▶ Document segment
First steps: Evaluating#
Before beginning the archival process, ask yourself fundamental questions about your goals and the repository’s significance.
Why are you archiving this repository?
Understanding your motivation helps determine the appropriate preservation approach:
- Software history preservation: Contributing to the history of software development
- Personal backup: Ensuring your own work is safely stored
- Community preservation: Protecting software important to a specific community
- Emergency rescue: Saving at-risk code before it disappears
- Research purposes: Preserving software for academic story or reproducibility
Is It Already Preserved?
Before investing effort in archiving, check if the repository is already preserved:
Check Software Heritage
- Visit Software Heritage
- Search using the repository URL (e.g., https://github.com/venqiu/repopres)
- If found, verify the archive includes:
- Recent commits and branches
- Complete commit history
- All releases and tags
Even if already archived, you may still want to preserve additional context (issues, discussions, wiki) that Software Heritage doesn’t capture.
GitHub Repository Evaluation Checklist
Use this checklist to assess the completeness and archival readiness of your repository:
Completeness Assessment
Core components:
- Source code is present and readable
- Commit history exists and is complete
- README provides basic documentation
- License is clearly specified
- Dependencies are documented
Functionality status:
- Software builds successfully (if applicable)
- Installation or setup instructions exist
- Critical bugs are documented, if not fixed
- Known limitations are noted
Dependencies and External Requirements
Identify external dependencies:
- Programming language version
- External libraries and packages
- System dependencies (OS-specific)
- Hardware requirements
- Network services or APIs
Document what won’t be captured:
- Proprietary components not included in the repo
- Unpackaged files too large for upload
- Community knowledge not documented in code
Version Control Systems
Be prepared to work with various version control systems:
Common Systems:
- Git: Most prevalent
- Mercurial: Similar to Git; Check Git vs. Mercurial
- Apache Subversion (SVN): Centralized, client-server architecture
- CVS, Darcs, Bazaar: Less common alternatives

▶ Aim 1
Answer these questions about the repository archiving guide above:
(a) What example URL does it give for searching Software Heritage?
(b) Which version control system does it describe as having a centralized, client-server architecture?
(c) What three kinds of additional context does it say Software Heritage doesn't capture?
▶ Aim 2
Gather every line in the rows below that contains the word "wall".

▶ Data records
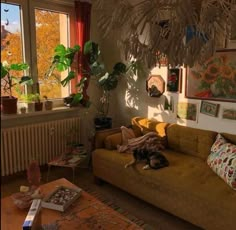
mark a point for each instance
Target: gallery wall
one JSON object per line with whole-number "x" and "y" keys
{"x": 131, "y": 98}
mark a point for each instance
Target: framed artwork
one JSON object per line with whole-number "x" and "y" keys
{"x": 229, "y": 114}
{"x": 187, "y": 111}
{"x": 215, "y": 79}
{"x": 210, "y": 109}
{"x": 231, "y": 42}
{"x": 155, "y": 85}
{"x": 174, "y": 80}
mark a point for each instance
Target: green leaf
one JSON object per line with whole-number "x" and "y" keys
{"x": 26, "y": 80}
{"x": 19, "y": 66}
{"x": 3, "y": 71}
{"x": 70, "y": 76}
{"x": 60, "y": 50}
{"x": 119, "y": 68}
{"x": 77, "y": 98}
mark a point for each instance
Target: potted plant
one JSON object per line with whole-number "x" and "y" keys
{"x": 48, "y": 104}
{"x": 8, "y": 81}
{"x": 61, "y": 61}
{"x": 28, "y": 99}
{"x": 107, "y": 81}
{"x": 38, "y": 106}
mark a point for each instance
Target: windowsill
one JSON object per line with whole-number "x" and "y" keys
{"x": 13, "y": 120}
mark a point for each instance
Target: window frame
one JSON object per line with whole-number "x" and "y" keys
{"x": 28, "y": 29}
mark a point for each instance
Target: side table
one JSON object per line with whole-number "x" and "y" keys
{"x": 68, "y": 160}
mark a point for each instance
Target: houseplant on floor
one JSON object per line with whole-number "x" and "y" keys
{"x": 8, "y": 81}
{"x": 61, "y": 61}
{"x": 107, "y": 81}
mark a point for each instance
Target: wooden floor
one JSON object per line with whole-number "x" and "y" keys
{"x": 154, "y": 217}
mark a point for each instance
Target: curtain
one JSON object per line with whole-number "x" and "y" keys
{"x": 83, "y": 20}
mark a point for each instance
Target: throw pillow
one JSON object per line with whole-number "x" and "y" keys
{"x": 112, "y": 141}
{"x": 222, "y": 160}
{"x": 126, "y": 134}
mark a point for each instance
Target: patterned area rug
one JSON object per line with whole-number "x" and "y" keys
{"x": 118, "y": 209}
{"x": 92, "y": 212}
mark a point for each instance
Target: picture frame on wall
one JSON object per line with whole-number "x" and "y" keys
{"x": 229, "y": 114}
{"x": 187, "y": 111}
{"x": 215, "y": 79}
{"x": 155, "y": 85}
{"x": 209, "y": 108}
{"x": 174, "y": 80}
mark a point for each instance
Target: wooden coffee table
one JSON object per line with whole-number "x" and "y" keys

▶ Full output 1
(a) https://github.com/venqiu/repopres
(b) Apache Subversion (SVN)
(c) Issues, discussions, and wiki

▶ Full output 2
Target: gallery wall
Target: picture frame on wall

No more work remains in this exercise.